RECORDS FOR PROCESSING Start Marker
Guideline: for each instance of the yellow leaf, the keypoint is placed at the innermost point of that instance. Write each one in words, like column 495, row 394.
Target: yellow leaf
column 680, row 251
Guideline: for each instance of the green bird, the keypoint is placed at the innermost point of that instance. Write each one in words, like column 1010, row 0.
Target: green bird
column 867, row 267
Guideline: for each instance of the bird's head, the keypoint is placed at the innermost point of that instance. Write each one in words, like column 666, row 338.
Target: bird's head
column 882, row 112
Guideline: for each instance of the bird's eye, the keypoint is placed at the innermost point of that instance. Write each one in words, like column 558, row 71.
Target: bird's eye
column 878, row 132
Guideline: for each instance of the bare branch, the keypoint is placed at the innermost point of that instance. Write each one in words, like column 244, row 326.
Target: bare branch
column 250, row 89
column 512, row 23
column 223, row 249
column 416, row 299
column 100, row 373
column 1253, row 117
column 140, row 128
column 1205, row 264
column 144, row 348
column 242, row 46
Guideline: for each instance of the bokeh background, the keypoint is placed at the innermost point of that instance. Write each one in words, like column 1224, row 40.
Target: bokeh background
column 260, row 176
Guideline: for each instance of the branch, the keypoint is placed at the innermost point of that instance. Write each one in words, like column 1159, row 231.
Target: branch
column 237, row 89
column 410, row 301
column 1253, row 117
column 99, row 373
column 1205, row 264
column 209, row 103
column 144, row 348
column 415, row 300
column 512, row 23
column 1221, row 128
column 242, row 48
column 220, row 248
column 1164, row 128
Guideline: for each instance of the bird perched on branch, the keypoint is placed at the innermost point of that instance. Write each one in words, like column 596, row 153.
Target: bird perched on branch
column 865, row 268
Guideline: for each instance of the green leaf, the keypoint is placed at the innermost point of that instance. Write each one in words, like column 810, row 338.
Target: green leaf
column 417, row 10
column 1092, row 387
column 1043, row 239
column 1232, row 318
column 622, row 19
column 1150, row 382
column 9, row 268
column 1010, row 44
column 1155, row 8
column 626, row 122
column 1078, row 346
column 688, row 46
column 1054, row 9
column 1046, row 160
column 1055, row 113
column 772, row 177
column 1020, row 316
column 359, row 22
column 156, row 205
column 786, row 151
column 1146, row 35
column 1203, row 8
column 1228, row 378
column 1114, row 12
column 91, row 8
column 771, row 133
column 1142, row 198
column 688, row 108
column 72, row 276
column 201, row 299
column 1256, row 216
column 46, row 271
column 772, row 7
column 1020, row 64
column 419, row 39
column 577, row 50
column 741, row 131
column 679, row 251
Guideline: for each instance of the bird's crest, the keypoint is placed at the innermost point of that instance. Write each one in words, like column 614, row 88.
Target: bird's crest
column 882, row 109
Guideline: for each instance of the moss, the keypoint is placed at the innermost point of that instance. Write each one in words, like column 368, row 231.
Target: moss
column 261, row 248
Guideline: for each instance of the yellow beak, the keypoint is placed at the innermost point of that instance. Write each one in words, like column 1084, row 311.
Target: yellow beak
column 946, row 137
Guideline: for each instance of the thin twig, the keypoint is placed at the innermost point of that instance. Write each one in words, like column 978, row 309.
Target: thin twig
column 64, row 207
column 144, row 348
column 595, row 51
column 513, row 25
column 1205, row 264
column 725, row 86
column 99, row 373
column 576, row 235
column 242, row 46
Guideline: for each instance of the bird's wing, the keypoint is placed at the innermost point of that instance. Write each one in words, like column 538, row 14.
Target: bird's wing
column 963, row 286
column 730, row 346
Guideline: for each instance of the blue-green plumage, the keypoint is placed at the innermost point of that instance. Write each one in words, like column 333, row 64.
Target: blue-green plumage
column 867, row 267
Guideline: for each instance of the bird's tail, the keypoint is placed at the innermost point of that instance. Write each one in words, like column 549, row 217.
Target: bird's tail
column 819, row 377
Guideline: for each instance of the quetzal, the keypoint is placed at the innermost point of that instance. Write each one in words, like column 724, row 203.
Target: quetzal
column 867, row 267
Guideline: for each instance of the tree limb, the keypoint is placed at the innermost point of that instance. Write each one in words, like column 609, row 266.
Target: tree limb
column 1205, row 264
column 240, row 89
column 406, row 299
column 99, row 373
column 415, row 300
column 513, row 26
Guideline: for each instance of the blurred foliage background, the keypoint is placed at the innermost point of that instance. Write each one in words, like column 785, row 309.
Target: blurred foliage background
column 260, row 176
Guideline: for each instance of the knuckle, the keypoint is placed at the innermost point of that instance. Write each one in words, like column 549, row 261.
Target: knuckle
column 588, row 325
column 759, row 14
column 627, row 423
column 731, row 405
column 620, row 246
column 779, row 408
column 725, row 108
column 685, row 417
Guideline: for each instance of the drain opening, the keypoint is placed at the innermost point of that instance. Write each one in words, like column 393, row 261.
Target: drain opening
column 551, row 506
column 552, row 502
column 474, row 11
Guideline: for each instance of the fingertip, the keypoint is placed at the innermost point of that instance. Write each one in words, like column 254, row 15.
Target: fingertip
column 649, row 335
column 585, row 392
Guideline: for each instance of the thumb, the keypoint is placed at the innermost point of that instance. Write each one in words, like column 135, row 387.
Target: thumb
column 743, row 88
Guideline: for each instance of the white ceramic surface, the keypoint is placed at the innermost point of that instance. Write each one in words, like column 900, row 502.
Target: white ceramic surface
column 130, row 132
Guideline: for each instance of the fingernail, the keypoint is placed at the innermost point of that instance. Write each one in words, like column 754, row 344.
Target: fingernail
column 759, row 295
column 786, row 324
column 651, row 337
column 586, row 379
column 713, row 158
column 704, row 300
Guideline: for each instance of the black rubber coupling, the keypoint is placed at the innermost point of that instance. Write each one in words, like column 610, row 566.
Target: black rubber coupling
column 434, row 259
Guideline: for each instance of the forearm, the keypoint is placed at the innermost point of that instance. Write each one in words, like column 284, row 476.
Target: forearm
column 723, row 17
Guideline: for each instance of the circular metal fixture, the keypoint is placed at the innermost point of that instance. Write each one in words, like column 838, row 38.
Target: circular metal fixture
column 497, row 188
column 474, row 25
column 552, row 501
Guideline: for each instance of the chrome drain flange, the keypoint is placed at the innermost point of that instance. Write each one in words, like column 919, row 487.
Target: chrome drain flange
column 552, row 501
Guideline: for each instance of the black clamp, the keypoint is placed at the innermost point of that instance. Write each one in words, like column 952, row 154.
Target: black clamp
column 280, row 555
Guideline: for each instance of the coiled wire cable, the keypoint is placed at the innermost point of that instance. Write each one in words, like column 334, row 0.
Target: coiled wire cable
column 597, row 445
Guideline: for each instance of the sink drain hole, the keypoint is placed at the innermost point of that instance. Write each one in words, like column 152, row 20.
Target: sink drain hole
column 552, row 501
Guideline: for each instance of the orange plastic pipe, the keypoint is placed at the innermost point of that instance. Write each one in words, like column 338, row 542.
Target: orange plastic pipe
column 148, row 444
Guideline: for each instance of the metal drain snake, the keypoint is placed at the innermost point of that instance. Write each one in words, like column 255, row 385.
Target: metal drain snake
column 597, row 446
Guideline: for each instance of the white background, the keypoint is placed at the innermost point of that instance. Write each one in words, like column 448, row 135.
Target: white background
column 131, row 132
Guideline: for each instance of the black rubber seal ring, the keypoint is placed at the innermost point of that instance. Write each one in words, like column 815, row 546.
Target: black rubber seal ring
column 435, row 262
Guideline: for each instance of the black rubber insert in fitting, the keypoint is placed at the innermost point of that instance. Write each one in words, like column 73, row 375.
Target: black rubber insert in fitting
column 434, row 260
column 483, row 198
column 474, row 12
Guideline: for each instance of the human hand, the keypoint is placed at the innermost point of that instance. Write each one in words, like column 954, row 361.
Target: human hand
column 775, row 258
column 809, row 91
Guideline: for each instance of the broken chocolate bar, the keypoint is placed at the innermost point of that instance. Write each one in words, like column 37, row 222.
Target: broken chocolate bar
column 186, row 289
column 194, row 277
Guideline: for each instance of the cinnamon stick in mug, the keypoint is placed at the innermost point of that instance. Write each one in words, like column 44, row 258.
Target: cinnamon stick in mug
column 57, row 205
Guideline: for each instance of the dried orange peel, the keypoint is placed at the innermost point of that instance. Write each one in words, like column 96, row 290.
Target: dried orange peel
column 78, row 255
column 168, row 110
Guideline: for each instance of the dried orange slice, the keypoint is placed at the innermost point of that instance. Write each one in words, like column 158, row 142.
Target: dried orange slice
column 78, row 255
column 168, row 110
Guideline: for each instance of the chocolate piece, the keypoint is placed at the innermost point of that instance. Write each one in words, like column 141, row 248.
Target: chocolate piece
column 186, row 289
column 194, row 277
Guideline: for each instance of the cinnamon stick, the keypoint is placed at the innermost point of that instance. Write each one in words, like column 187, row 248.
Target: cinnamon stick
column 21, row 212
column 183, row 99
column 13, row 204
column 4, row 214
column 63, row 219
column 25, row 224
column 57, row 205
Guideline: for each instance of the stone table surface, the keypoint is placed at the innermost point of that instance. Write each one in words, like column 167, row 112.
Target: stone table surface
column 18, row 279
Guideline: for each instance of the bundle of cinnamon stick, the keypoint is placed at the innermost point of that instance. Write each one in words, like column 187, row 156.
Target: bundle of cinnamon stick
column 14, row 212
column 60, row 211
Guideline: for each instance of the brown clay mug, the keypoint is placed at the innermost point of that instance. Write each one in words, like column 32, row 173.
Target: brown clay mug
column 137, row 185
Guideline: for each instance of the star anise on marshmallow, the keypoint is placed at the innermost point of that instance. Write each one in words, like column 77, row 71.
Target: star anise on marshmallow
RECORDS FOR PROCESSING End Marker
- **ACTIVITY**: In the listing above, find the line with "Target: blue-green plumage" and the line with "Guideline: for each instance of the tree", then print exactly those lines and every line between them.

- **WRITTEN REPLY**:
Target: blue-green plumage
column 867, row 267
Guideline: for each instance of the bird's tail, the keypoint is placed at the innermost point of that instance. Write each one in words, like column 549, row 217.
Target: bird's tail
column 819, row 377
Guideline: for each instance of the quetzal, the keypoint is placed at the innermost point of that instance. Write each one in words, like column 724, row 203.
Target: quetzal
column 867, row 267
Guideline: for each instance of the tree limb, the keypoint is placed at the innermost point of that instance. Write each one in words, like column 609, row 266.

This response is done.